ИСТОЧНИК:

Трудно завидовать тому выбору, какой сделал этот человек, и тому знанию, листик которого он отщипнул с дерева познания добра и зла. Глядя на свою страну, он знает, что ее жителей ждет все большая доза страдания. Глядя на себя, знает, что ни одно слово, которое он скажет, не будет его собственным. Я лжец — думает он о себе и полагает, что за его ложь ответствен детерминизм Истории. Временами, однако, ему приходит мысль, что дьявола, которому он записал по контракту свою душу, наделили силой именно такие люди, как он сам, и что детерминизм Истории — это продукт человеческого ума.
VII. Дельта — или Трубадур
В Центральной и Восточной Европе слово «поэт» имеет несколько иное значение, чем на Западе. Поэт не является там только изобретателем красиво составленных фраз. Традиция требует, чтобы он был национальным «бардом», певцом, песни которого могут подхватить многочисленные уста, и чтобы он занимался в своих стихах всем тем, что интересует общество. Правда, в каждый период Истории эти обязанности поэта понимали по-разному. Похоже, что Дельта лучше всего чувствовал бы себя в те времена, когда короли и князья обеспечивали поэтам место за своим столом взамен за то, что поэты волновали их песней или смешили шуткой. Даже костюм давних эпох лучше отвечал бы его внешности, чем пиджаки нашего столетия, а лютня в руках и длинные волосы только и могли бы создать образ, соответствующий его характеру.
У Дельты была темная, цыганская кожа, он был веснушчатый, невысокий, его рот, когда он смеялся, искривляла сардоническая гримаса, волосы он отбрасывал назад с высокого лба. Голова у него была непропорционально большая по отношению к туловищу, в нем было что-то от карлика и шута, как его изображали в сценах княжеских пиршеств давние живописцы. Он явно был склонен эксцентрично одеваться, галстуки любил завязывать свободным, большим узлом. Часто бывает, что те, которые внешними признаками хотят подчеркнуть свою принадлежность к клану художников, в сущности, художники посредственные. У Дельты, однако, артистическая небрежность была частью его постоянного актерства: каждым своим жестом, интонацией голоса он играл, если так можно выразиться, с миром, акцентировал отличие своего ритма от ритма окружающей среды. Его ритм был убедительный. Дельта великолепно декламировал свои стихи в больших залах, полных публики; он был хорошим актером, владел залом, обладал умением доводить слушателей до наивысшего накала и регулировать слова и их тон так, чтобы этот накал не спадал. Он навязывал свое стихотворение слушателям au ralenti [161], делал паузы между словами и, хотя он декламировал, он, собственно, пел. Он был в этот момент воплощенным ритмическим волхвованием, он преображался, он вырастал на глазах.
Никто не знает происхождения Дельты. Он переделывал свою биографию сообразно потребностям минуты. Его отцом был то церковный сторож, то содержатель ресторана, семья его то вела родословную из Чехии, то имела родню в Москве.[162] Границ между фантазией и правдой у Дельты не было.

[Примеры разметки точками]
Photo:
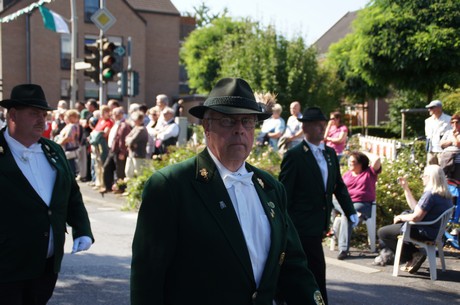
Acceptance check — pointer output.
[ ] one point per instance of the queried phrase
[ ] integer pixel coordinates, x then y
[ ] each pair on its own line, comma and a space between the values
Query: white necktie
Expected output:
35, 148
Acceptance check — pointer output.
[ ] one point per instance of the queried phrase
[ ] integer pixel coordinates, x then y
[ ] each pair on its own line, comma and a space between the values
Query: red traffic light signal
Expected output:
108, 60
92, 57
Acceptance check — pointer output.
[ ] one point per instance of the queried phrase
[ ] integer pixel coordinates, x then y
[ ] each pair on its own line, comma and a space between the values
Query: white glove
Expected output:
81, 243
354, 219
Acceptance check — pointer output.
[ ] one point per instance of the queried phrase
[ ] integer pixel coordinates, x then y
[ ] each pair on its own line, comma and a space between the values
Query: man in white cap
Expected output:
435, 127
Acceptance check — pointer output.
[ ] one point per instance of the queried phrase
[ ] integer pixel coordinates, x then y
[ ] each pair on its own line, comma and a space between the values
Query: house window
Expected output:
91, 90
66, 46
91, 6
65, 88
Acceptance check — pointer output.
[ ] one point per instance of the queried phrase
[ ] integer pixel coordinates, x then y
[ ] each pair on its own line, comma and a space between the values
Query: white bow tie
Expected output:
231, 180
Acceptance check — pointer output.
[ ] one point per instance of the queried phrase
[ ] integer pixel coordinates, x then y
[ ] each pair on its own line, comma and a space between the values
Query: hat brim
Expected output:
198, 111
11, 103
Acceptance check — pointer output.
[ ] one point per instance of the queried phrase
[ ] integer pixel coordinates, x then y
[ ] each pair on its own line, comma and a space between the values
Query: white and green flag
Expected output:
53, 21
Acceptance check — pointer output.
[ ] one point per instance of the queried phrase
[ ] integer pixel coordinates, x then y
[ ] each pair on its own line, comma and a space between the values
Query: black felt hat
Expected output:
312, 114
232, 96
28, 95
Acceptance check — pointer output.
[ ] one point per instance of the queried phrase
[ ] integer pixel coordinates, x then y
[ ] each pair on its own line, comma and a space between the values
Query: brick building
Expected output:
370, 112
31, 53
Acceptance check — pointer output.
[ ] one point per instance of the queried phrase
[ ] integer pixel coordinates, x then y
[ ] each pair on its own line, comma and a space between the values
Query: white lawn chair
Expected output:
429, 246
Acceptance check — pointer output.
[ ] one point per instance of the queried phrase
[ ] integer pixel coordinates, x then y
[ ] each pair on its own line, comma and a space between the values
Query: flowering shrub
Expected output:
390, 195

==

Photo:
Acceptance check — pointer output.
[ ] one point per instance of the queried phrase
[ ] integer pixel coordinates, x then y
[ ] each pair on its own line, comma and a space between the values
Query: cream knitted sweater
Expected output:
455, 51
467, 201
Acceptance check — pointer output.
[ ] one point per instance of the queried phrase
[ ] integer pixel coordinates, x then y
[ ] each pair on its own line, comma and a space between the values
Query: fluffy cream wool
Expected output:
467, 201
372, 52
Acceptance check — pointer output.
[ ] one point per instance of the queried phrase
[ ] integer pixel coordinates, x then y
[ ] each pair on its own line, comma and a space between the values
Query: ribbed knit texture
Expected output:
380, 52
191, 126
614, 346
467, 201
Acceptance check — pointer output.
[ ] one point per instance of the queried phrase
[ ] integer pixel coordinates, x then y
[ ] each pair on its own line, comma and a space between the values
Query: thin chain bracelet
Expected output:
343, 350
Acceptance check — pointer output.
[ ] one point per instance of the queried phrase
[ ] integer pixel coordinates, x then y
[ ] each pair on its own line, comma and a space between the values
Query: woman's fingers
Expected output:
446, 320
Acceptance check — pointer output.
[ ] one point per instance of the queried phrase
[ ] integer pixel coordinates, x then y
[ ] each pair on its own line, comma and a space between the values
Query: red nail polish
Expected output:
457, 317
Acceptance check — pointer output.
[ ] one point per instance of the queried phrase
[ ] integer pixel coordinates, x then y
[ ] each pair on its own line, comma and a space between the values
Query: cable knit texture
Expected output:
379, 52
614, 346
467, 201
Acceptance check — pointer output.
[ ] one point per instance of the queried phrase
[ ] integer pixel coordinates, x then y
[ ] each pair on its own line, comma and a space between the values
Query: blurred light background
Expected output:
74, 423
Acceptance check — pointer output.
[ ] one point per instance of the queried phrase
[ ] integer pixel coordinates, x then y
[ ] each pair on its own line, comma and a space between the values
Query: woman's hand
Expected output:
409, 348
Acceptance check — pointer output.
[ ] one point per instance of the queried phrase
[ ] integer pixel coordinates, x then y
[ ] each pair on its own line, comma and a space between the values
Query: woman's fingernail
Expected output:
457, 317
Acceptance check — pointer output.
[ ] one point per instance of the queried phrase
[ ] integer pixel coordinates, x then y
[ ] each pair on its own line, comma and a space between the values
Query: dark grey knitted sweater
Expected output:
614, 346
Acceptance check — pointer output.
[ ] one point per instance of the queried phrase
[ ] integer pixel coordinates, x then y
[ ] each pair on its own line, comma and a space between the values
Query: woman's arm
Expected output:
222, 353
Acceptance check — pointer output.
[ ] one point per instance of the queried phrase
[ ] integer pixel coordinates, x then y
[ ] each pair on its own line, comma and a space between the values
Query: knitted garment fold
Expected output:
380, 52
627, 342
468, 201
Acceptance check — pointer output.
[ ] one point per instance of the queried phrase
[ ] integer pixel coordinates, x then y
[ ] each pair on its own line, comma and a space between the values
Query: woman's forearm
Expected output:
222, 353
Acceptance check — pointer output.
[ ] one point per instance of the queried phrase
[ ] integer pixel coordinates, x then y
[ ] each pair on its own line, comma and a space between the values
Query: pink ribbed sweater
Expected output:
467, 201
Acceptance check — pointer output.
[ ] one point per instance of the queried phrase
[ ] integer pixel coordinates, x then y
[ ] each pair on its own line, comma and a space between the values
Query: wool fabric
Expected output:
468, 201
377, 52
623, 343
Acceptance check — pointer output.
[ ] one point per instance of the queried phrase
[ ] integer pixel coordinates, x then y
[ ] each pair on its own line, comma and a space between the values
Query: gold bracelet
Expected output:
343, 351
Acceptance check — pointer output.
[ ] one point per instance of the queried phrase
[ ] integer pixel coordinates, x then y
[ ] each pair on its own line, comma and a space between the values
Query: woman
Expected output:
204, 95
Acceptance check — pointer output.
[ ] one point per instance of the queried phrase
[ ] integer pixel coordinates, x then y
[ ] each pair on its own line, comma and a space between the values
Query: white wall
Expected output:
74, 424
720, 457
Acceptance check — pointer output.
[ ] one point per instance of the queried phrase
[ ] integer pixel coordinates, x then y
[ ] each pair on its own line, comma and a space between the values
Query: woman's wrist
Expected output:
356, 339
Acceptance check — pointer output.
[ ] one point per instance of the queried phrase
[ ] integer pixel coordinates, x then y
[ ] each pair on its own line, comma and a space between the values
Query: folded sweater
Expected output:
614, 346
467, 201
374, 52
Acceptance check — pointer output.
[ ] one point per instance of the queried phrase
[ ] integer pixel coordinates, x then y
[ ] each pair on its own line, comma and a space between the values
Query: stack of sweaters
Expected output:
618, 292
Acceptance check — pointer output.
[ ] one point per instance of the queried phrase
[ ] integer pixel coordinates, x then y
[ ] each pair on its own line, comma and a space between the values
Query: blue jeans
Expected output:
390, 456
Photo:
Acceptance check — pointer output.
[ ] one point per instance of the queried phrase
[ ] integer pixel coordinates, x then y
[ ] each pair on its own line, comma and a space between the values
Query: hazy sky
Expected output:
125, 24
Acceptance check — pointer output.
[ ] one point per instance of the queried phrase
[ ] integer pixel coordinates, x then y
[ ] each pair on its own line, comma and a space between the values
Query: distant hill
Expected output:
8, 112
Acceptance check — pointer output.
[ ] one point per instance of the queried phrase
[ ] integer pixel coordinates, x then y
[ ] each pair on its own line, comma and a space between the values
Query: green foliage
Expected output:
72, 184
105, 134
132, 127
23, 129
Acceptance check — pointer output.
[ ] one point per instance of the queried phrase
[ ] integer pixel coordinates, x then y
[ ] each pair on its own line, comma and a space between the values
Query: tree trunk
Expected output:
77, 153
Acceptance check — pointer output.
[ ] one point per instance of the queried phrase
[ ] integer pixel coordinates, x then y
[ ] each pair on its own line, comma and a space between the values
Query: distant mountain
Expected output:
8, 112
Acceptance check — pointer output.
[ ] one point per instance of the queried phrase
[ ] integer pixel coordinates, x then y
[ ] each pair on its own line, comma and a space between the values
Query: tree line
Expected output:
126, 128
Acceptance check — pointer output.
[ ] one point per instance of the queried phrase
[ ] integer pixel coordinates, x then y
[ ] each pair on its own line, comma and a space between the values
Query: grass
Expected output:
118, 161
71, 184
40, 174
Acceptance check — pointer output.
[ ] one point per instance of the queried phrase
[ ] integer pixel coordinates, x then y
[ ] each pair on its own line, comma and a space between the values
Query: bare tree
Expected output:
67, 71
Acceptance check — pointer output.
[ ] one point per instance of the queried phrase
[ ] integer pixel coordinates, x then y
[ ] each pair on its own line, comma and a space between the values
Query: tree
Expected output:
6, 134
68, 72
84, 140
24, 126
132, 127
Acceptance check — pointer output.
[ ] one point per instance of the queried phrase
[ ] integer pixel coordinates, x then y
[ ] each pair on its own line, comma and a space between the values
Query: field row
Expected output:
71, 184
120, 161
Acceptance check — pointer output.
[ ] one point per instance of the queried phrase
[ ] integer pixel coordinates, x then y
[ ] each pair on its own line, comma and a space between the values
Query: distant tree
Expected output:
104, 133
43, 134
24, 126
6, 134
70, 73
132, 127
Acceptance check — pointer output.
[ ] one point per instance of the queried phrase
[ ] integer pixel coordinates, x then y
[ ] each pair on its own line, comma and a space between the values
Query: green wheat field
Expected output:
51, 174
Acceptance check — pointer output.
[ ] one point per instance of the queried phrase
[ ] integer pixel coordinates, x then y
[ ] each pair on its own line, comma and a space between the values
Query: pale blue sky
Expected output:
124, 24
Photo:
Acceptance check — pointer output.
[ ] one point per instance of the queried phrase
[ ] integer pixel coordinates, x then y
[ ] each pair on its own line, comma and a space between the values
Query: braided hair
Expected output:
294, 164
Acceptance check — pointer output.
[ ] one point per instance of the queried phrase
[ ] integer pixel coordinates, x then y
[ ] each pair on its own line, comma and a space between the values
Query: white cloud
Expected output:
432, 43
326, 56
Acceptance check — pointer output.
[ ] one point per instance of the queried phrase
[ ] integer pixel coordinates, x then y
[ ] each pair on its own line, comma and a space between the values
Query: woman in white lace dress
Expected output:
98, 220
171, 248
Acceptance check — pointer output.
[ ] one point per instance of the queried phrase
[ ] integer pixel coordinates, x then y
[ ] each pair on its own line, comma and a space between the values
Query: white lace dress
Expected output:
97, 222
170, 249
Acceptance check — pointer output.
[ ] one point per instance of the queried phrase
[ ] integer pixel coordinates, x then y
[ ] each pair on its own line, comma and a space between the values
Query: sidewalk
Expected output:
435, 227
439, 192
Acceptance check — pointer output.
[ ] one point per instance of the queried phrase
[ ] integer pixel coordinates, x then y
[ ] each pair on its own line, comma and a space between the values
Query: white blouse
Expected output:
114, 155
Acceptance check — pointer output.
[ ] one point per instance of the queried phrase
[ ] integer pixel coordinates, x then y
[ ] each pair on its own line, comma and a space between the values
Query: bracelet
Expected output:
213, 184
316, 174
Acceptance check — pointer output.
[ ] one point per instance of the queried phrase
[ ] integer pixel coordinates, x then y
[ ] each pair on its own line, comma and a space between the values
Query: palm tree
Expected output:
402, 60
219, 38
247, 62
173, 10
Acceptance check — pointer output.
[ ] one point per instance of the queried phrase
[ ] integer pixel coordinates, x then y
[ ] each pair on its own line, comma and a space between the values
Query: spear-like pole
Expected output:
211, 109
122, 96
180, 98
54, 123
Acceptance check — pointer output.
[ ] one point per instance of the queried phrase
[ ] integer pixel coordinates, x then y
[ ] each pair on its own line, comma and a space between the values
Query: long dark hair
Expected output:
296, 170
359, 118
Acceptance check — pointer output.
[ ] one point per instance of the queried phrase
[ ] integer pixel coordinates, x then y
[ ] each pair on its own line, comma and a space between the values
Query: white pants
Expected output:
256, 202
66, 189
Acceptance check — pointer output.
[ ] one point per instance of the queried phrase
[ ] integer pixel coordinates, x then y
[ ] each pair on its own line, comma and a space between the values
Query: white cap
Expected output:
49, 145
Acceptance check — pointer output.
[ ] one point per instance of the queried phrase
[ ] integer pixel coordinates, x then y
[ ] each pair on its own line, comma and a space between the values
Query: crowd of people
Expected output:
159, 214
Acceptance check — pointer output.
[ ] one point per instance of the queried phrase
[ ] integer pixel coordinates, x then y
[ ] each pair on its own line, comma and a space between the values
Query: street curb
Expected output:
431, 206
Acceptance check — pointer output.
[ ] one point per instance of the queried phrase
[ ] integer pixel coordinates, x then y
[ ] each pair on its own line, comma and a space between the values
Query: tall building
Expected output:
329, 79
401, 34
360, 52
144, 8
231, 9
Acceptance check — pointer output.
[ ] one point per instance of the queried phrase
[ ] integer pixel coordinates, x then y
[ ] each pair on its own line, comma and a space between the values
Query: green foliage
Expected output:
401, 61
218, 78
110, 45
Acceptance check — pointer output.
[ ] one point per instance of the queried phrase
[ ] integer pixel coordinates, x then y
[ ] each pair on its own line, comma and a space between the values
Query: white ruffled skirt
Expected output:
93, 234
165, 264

ИНСТРУКЦИИ К ЗАДАНИЯМ:
1. Перепишите без изменений отрывок из текста о поэте Дельте от «VII. Дельта —» до «соответствующий его характеру.».
2. Покажите все строки записей, где встречается слово «green». Регистр букв имеет значение.

ОТВЕТЫ:
1.
VII. Дельта — или Трубадур
В Центральной и Восточной Европе слово «поэт» имеет несколько иное значение, чем на Западе. Поэт не является там только изобретателем красиво составленных фраз. Традиция требует, чтобы он был национальным «бардом», певцом, песни которого могут подхватить многочисленные уста, и чтобы он занимался в своих стихах всем тем, что интересует общество. Правда, в каждый период Истории эти обязанности поэта понимали по-разному. Похоже, что Дельта лучше всего чувствовал бы себя в те времена, когда короли и князья обеспечивали поэтам место за своим столом взамен за то, что поэты волновали их песней или смешили шуткой. Даже костюм давних эпох лучше отвечал бы его внешности, чем пиджаки нашего столетия, а лютня в руках и длинные волосы только и могли бы создать образ, соответствующий его характеру.

2.
Query: white and green flag
Query: green foliage
Query: green wheat field
Query: green foliage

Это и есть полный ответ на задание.